Text excerpt
--- Start ---
This is where I think most people would benefit from some form of gundog training. All the literature says that if you're right handed the dog walks on the left and vice versa. The dog benefits, as with all things from consistency and continuity. Imo if the dog is allowed to just walk freely on whatever side it pleases them it is making the decisions and it is dictating what pace you go, I.e pulling. 
Obviously this is just a concept and I'm no expert.....yet! 
You May already be consistently walking the dog on one side, but if not then this would be the first move to walking to heel. There are loads of videos on YouTube, all with various ideas on the best way to stop pulling so have a look and try which looks best. However, if you ever read 'shooting times & country magazine' this weeks edition has a training excerpt from Ian Clinton in it. It's the edition for week beginning 3rd april. It's difficult to explain what to do but you use a slip lead and twist it in a kind of figure 8 to the front of the head then lift the loop up over the snout. Used it today for the first time and worked brilliantly. Early days but by far the best technique I've tried. Good luck


----------



## candi30

We are working on walking with a loose leash.
I want her to be a dog and be able to roam, sniff, etc freely and enjoy herself. She is just learning that if there is any tension in the leash (ie. pulling) we are not moving. 
I am not overly interested or concerned about having her walk to **** on my left side. As long as she is not pulling we are moving. And it seems to be working well. When she does pull, we stop, and she comes back making the leash loose again, then we continue on. Sometimes we'll change direction so she knows that it is us controlling the walk and where we are going, not her.

Chris


----------



## Főnix

This isn't helpful, but it made me laugh-

Our system is I just stop walking until he stops pulling. So far as soon as I start moving he lunges forward full speed again. About half of our walks are just jerk-stop-jerk-stop-jerk-stop. We don't get very far.  Usually when I stop he sits and whines.

The other day I walked him to a place I could let him off leash. When he's off leash he stays pretty close, but this time he saw some crows and took off after them. Then he realized he was running hard enough that it would have pulled the leash, and he stopped in his tracks and sat and whined and looked back at me. I told him to go ahead and he took three good strides, stopped, sat, whined, and waited for me to tell him to go ahead. This happened about 5 times before he actually got to the birds. 

I guess for him it's as much mental as physical.


----------



## datacan

Google ... "leash pressure work" with the dog... it must understand that any tension on the leash is not desirable...
--- End ---
Provided records
--- Start ---
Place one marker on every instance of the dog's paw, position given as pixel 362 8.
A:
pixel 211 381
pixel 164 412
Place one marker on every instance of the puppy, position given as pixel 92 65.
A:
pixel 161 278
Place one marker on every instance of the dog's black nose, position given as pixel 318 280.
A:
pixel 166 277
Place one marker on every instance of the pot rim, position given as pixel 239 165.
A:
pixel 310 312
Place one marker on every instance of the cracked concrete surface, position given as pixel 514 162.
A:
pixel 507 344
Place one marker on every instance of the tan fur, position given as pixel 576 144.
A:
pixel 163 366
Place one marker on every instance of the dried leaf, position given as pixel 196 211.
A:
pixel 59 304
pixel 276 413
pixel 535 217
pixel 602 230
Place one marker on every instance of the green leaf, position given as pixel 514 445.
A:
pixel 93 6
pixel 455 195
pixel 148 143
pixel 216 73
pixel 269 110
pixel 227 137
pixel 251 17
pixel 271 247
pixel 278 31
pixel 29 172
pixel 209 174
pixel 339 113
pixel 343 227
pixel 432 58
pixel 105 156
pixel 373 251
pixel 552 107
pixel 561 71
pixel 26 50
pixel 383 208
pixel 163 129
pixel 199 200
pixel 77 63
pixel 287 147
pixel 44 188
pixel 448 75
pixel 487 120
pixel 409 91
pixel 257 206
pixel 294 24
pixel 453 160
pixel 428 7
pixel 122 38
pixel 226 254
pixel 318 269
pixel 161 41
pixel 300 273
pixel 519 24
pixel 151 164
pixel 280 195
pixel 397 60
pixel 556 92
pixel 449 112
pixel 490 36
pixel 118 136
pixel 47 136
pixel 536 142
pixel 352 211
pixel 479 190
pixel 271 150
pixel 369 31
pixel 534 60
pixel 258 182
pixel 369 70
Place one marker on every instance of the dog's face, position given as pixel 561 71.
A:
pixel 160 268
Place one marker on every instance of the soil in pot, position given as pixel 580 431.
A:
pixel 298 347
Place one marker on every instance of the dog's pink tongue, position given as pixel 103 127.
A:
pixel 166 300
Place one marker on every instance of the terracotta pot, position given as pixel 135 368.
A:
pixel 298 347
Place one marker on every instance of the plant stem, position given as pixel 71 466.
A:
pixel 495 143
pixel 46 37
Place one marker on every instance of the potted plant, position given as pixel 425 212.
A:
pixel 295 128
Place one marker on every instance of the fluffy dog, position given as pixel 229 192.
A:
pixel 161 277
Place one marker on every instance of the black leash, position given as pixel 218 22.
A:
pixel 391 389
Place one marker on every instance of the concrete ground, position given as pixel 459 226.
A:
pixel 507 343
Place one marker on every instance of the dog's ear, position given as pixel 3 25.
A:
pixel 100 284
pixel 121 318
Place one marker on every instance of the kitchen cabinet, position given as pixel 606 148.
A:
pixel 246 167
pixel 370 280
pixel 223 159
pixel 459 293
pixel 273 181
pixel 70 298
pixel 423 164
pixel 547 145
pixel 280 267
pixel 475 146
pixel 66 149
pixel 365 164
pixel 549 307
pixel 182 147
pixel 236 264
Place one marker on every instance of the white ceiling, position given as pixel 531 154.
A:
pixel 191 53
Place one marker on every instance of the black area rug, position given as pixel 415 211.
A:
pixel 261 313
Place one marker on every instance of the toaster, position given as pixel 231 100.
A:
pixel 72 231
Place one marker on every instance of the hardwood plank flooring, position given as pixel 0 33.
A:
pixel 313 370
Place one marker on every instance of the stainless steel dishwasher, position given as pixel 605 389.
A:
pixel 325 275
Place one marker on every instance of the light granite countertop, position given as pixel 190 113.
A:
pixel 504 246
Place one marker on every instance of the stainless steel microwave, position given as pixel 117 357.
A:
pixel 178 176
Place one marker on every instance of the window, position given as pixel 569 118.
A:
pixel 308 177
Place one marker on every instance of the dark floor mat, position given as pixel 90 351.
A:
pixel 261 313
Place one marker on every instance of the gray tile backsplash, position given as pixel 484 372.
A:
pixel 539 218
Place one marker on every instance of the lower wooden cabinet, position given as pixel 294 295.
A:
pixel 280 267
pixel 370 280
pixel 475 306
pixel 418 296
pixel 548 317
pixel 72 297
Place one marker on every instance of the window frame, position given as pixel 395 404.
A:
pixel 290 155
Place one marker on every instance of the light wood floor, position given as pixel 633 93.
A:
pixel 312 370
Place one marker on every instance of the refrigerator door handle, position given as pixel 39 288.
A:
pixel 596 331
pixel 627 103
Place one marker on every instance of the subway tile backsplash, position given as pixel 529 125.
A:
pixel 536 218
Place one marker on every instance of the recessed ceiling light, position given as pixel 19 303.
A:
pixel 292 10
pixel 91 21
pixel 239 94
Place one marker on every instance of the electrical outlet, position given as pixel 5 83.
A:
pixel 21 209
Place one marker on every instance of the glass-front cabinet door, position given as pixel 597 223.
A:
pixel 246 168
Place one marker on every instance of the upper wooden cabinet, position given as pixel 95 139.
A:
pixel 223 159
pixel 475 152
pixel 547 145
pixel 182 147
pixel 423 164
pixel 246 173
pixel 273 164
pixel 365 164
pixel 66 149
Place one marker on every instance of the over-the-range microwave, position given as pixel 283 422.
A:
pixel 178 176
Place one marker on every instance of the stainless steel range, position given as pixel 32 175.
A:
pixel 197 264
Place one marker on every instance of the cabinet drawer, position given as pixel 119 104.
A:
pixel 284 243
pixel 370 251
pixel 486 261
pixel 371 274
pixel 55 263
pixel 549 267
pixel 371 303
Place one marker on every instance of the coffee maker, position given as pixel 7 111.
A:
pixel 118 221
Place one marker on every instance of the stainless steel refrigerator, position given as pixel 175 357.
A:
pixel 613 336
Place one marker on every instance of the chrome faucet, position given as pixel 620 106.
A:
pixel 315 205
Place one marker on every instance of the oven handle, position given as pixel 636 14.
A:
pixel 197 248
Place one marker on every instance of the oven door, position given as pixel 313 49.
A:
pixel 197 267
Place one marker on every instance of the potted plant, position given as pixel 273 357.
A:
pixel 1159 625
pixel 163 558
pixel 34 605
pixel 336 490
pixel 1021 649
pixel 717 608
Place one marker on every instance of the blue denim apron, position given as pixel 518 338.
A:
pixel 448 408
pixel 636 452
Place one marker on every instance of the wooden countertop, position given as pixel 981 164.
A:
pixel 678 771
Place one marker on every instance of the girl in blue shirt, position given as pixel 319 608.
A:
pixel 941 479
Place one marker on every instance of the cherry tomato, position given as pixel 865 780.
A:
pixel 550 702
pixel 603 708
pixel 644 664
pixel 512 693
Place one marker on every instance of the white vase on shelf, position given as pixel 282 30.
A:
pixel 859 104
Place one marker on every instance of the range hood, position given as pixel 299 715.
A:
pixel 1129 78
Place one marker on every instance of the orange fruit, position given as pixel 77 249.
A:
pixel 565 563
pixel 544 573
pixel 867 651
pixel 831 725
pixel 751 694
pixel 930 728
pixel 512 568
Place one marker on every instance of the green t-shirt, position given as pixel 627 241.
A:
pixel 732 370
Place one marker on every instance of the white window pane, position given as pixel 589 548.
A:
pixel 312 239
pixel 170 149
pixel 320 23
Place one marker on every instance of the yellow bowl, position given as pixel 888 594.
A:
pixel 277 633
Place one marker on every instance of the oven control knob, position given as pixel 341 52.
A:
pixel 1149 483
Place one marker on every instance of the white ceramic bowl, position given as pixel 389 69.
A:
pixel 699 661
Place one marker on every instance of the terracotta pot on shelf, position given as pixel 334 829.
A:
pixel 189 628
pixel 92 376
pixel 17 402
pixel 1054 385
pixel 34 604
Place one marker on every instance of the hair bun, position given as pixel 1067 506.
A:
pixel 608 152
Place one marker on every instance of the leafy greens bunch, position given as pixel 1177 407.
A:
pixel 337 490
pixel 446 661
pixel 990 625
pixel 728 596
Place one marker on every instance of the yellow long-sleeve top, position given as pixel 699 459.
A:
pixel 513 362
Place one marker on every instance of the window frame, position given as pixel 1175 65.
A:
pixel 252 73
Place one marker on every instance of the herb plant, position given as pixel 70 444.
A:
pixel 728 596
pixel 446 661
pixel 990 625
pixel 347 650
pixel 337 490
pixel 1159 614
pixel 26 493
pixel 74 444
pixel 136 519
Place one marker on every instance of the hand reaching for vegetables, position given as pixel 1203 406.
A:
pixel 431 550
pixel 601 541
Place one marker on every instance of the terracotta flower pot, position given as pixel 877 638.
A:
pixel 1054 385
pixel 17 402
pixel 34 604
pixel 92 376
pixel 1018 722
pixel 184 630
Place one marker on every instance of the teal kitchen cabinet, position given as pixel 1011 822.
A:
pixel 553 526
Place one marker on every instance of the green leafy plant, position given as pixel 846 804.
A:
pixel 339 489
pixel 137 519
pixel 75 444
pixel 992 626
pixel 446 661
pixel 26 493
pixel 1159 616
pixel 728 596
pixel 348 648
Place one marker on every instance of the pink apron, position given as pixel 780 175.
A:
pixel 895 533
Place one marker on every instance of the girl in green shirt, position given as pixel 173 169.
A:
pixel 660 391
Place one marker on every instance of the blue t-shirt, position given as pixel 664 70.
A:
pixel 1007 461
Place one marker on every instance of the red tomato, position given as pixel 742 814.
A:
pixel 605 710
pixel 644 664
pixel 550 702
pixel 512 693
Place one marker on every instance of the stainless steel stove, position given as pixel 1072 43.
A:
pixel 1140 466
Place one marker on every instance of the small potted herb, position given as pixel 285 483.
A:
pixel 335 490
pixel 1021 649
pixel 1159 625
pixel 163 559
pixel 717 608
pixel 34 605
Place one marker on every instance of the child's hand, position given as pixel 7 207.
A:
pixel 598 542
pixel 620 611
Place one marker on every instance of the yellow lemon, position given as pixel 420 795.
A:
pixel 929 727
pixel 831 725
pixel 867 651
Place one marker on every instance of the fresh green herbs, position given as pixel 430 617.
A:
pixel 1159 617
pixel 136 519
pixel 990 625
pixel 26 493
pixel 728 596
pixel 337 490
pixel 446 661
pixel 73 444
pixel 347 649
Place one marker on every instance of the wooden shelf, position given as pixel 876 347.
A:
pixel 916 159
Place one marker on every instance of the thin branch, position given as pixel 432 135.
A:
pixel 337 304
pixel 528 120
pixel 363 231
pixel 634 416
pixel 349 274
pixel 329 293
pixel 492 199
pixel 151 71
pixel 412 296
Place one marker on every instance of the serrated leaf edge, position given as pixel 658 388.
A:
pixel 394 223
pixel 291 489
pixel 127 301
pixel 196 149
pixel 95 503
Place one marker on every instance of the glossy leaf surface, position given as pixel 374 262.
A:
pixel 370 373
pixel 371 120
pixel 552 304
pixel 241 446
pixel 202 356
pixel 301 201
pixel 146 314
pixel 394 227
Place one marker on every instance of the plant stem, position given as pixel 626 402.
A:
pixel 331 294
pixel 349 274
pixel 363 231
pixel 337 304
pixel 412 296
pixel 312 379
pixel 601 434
--- End ---
Required actions
1) In the forum thread on leash training, rewrite everything from "I am not overly" down to "sits and whines.", putting "lead" in place of "leash".
2) Condense the paragraph of the forum thread on leash training that begins "The other day I walked him" into a shorter version that keeps its main facts.

The solutions
1)
I am not overly interested or concerned about having her walk to **** on my left side. As long as she is not pulling we are moving. And it seems to be working well. When she does pull, we stop, and she comes back making the lead loose again, then we continue on. Sometimes we'll change direction so she knows that it is us controlling the walk and where we are going, not her.

Chris


----------



## Főnix

This isn't helpful, but it made me laugh-

Our system is I just stop walking until he stops pulling. So far as soon as I start moving he lunges forward full speed again. About half of our walks are just jerk-stop-jerk-stop-jerk-stop. We don't get very far.  Usually when I stop he sits and whines.

2) The dog was taken to a place where he could be let off leash. Off leash he usually stays close, but this time he ran after some crows. Then he realized he was running hard enough to have pulled a leash. He stopped, sat, whined and looked back. When told to go ahead, he took three strides, then stopped, sat, whined and waited again. This happened about five times before he reached the birds.